** Instructions **
- 1) Could you translate this sentence from the patch discussion into Spanish: "These two comments are actually related, in that the invariant was already not respected if an I/O handler in a VCPU thread could fail immediately."
- 2) What does the patch discussion say, in two sentences?
- 3) Would you repeat the patch discussion word for word, starting at "diff --git a/vl.c" and ending at "bool qemu_vmstop_requested(RunState *r)"?

** Document **
****************
These two comments are actually related, in that the invariant was 
already not respected if an I/O handler in a VCPU thread could fail 
immediately.

Breaking this invariant means that you have a very small window where 
{'execute':'cont'} would actually not restart the VM.  I think this 
should be fixed by dropping the request in vm_start, like this:

diff --git a/vl.c b/vl.c
index db9ea90..09af28a 100644
--- a/vl.c
+++ b/vl.c
@@ -1721,8 +1721,31 @@ void vm_state_notify(int running, RunState state)
     }
 }
 
+static RunState vmstop_requested = RUN_STATE_MAX;
+
+/* We use RUN_STATE_MAX but any invalid value will do */
+static bool qemu_vmstop_requested(RunState *r)
****************
** Material provided **

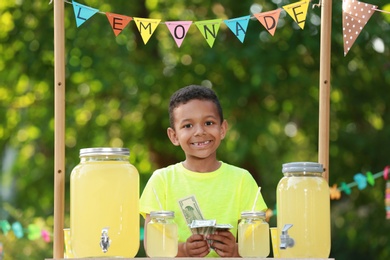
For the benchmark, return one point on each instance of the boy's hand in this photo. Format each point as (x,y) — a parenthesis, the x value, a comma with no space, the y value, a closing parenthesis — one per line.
(224,244)
(196,246)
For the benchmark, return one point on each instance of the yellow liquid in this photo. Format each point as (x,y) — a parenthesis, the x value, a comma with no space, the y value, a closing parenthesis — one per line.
(104,195)
(253,239)
(161,240)
(304,202)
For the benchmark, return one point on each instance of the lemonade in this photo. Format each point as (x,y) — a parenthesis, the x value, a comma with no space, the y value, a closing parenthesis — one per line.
(304,202)
(162,237)
(104,199)
(253,235)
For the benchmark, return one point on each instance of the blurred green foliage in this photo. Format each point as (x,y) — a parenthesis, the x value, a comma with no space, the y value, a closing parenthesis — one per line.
(117,92)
****************
** Outputs by task **
- 1) Estos dos comentarios en realidad están relacionados, en el sentido de que el invariante ya no se respetaba si un manejador de E/S en un hilo de VCPU podía fallar inmediatamente.

- 2) The writer notes that two comments are related, since the invariant was already not respected if an I/O handler in a VCPU thread could fail immediately. Breaking this invariant leaves a very small window in which {'execute':'cont'} would not restart the VM, and the writer proposes fixing it by dropping the request in vm_start, offering a diff to vl.c.

- 3)
diff --git a/vl.c b/vl.c
index db9ea90..09af28a 100644
--- a/vl.c
+++ b/vl.c
@@ -1721,8 +1721,31 @@ void vm_state_notify(int running, RunState state)
     }
 }
 
+static RunState vmstop_requested = RUN_STATE_MAX;
+
+/* We use RUN_STATE_MAX but any invalid value will do */
+static bool qemu_vmstop_requested(RunState *r)